■ TASKS TO COMPLETE:
a) Rewrite the paragraph of the blog excerpt that begins "And so it was when I sent out" in two shorter sentences, keeping its main facts.
b) Translate this sentence from the blog excerpt into Spanish: "I really have to work on my rhetorical style."

■ STUDY TEXT:
Archive for the ‘advertising’ Category

make the benefit bigger

Sunday, February 28th, 2010

bizarro comic feb 18 2010

I really have to work on my rhetorical style. And by that I mean to say that I don’t think it’s the rhetoric that’s the problem so much as the delivery. I make what I think is – what I know to be a perfect conversation-ender and then turn as if to walk away, and at that instant, someone says “Yeah, it’s like when…” Some of them know what they’ve done as soon as they do it. “I have nothing to add,” a colleague once stammered. “And now you’ve added it,” I told him.

And so it was when I sent out the above cartoon to some marketing colleagues. What I expected were replies along the lines of “LOL” or perhaps knowing nods in the company kitchen, accompanying co-workers saying, “Got that thing, it was effing righteous.” But that’s not what I got. I got, “You should write a blog post about that.”

■ AVAILABLE DATA:
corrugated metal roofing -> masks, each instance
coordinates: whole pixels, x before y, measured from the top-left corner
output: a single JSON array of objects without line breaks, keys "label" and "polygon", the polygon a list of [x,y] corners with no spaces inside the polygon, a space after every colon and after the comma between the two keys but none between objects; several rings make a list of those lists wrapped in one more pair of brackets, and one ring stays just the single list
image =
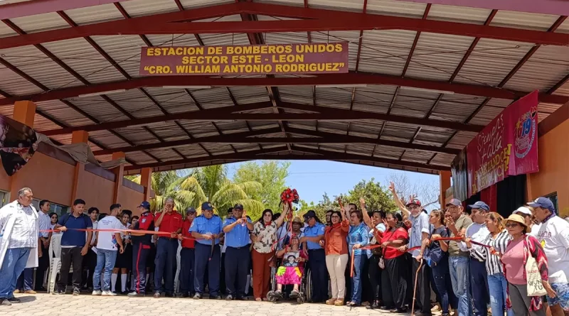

■ ANSWERS GIVEN:
a) When I sent the cartoon to some marketing colleagues, I expected replies like "LOL" or knowing nods in the company kitchen. Instead, the response I got was "You should write a blog post about that."

b) Realmente tengo que trabajar en mi estilo retórico.